- Opening Delimiter -

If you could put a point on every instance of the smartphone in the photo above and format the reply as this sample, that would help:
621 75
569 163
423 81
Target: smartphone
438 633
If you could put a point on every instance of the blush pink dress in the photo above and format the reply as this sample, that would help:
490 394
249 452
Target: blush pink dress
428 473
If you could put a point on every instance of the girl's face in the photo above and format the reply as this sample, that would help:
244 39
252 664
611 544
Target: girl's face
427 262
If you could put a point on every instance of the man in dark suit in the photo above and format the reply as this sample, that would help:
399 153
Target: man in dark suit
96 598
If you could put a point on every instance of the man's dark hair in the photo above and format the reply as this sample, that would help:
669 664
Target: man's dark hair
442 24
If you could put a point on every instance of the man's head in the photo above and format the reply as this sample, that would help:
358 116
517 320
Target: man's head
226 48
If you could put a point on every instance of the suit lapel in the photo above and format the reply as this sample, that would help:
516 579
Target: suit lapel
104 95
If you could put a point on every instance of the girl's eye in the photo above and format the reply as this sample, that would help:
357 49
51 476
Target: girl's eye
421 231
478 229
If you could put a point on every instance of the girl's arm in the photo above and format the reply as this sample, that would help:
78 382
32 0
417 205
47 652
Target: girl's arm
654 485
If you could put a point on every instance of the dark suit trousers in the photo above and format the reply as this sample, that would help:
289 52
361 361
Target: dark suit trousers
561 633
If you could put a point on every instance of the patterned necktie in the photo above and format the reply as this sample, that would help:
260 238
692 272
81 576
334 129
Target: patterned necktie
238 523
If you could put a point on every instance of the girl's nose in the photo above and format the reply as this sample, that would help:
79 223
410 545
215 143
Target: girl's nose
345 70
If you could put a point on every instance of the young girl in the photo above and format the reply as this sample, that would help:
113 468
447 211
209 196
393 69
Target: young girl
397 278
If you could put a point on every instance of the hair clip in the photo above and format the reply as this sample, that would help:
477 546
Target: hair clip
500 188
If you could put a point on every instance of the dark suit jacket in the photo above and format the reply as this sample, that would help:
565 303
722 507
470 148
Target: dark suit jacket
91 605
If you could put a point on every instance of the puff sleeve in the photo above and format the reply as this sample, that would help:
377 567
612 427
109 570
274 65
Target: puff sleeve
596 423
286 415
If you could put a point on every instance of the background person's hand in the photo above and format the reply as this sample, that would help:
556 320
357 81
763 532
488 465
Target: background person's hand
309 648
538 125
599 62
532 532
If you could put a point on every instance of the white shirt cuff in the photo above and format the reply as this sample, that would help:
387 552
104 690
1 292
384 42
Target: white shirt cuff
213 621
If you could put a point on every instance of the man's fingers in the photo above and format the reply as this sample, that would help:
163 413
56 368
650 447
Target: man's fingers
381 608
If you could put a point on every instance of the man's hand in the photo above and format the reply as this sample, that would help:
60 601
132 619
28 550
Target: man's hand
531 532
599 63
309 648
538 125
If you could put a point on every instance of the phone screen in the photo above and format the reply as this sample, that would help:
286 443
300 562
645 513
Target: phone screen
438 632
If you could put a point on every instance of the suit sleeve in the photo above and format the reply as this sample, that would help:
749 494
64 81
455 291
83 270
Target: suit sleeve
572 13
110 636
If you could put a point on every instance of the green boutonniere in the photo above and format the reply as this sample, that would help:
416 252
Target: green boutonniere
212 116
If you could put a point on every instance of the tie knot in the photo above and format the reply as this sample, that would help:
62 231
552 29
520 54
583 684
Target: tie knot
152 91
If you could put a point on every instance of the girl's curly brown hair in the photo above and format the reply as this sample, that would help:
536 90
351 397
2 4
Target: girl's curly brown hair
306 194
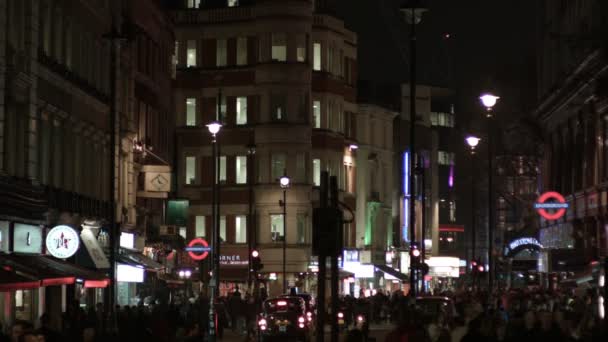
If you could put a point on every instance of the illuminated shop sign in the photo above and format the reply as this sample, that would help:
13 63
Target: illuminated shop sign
553 210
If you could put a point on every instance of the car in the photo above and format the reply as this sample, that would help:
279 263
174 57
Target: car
433 305
283 318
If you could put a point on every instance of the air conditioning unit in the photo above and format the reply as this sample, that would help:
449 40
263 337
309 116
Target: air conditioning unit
168 230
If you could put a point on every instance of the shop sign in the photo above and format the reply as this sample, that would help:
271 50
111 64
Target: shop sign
553 210
62 242
198 249
27 239
4 237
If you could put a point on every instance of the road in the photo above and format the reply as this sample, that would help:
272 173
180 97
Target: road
377 333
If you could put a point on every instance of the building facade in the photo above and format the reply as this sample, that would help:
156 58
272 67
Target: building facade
280 77
571 112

- Closing Delimiter -

Reproduce the entries exactly. Do not carry over any picture.

If you could put a point on every instance of the smartphone in the photo above and format the reply as this sample, that would help:
621 75
569 163
423 81
Target: smartphone
438 633
If you could put a point on every instance of the blush pink dress in the photo above and format the reply as this sample, that would help:
490 394
249 452
Target: blush pink dress
428 473
If you could put a point on every instance of the girl's face in the photo above and format the reply as this sample, that would help:
244 39
252 664
611 544
Target: girl's face
427 262
If you could put a point on every instance of the man in dark suit in the photo above and format the reply as this sample, that would help:
399 153
Target: man in dark suit
96 598
If you could put a point on every instance of the man's dark hair in the photo above and format the reply as this sample, that would help:
669 664
Target: man's dark hair
442 24
If you could put a point on every instance of the man's head in the photo above and format the reply as this sample, that would help:
358 116
517 320
Target: man's head
226 48
If you could put a point on every instance of the suit lapel in the photo above and format the reply as this sample, that would help:
516 579
Target: suit lapel
104 95
If you could put a point on every instance of the girl's eye in the photo above and format the reply as this sample, that would help:
357 49
51 476
Target: girl's eye
421 231
478 229
If you could put a point on every instance of the girl's arm in the photo above and format the reply as this sample, that would help:
78 382
32 0
417 205
47 652
Target: girl's arm
654 485
If you could put a point on every instance of the dark suit trousers in the photo above and format the reply as this sample, that would help:
289 52
361 361
Target: dark suit trousers
561 633
If you could put a point on every instance of the patterned necktie in the photo above and format the reply as this sample, that would help:
260 238
692 272
81 576
334 129
Target: patterned necktie
238 523
If you could put a point on every instance of the girl's nose in the photo above and format the reply as this sample, that would help:
79 223
410 545
215 143
Target: girl's nose
345 70
If you could put a point on every instance of the young girl in the photo above and format the reply as this sample, that would help:
113 468
447 211
209 196
393 69
Target: young girl
397 278
If you could put a point on every instance of the hair clip in the photo above and format the reply as this sample, that would help:
477 546
Target: hair clip
500 188
If you could put a point on every instance of the dark suit jacket in the photo above and format the reply as this sample, that would help:
565 303
722 507
470 148
Target: dark suit jacket
91 605
If you could put a point on every instance of the puff sleeve in the photo above and format the reply as this sample, that would help:
377 567
612 427
109 570
274 65
Target: puff sleeve
596 423
286 415
If you could put a point on every instance of the background person's hand in the photo above and format the reply as this sample, that would help:
556 320
357 81
763 532
488 465
Target: background person's hand
309 648
538 125
599 62
532 532
If you could put a point on every instance of the white shirt cuff in the photo above and format the reply as this sample, that would help:
387 552
104 690
1 292
384 42
Target: white shirt cuff
213 621
If you could put a point on every instance of the man's fingers in the photo above and format the reply as this sample, that would help:
163 413
56 368
650 447
Target: man's fingers
381 608
If you could put a point on every instance of the man's hand in the photo above and format the reply as this sample, that would help:
60 601
132 619
28 550
Target: man's hand
531 532
599 63
309 648
538 125
If you could put a point on every instance of the phone screen in the photo above and format the reply as this sample, that would help:
286 443
300 562
645 513
Target: phone screen
438 632
If you could put a point on every instance of the suit sleeve in the photo above and format the reply as this sample, that would help:
749 494
64 81
455 291
83 270
Target: suit sleeve
572 13
110 636
If you could put a point on every instance of the green boutonniere in the photo above and format the reply as this sample, that would help:
416 252
Target: green boutonniere
212 116
If you could put a point on every instance of the tie knot in the photo above and format the reply as this sample, that would help:
62 231
552 29
520 54
583 684
Target: tie knot
152 91
If you could put a point on every instance of the girl's curly brown hair in the photo above and format the reply as this sample, that would help:
536 90
351 397
2 4
Target: girl's curly brown hair
306 194
If you could put a point on every instance of the illuminated shop sign in the photo above and format the reply as this sample, that would help:
13 63
Target: illuminated shop sign
553 210
If you could put a point on every instance of the car in the photo above and format the reply as this sample, that would help:
279 263
174 57
Target: car
433 305
283 318
If you could put a point on every instance of the air conditioning unit in the photo above and format the reply as this sample, that would help:
449 40
263 337
309 116
Target: air conditioning unit
168 230
If you could put a point on every instance of the shop sign in the photo above and format the reply as this sample, that would help:
271 50
111 64
Target: shop sign
553 210
62 242
198 249
27 239
4 237
If you could put a point on every instance of the road in the photo above and format the reply as this sample, that would help:
272 173
180 97
Target: road
377 333
If you could put a point on every instance of the building facade in the photo above and format the reply as this sample, that would help:
156 58
272 67
Target: building facade
280 77
571 112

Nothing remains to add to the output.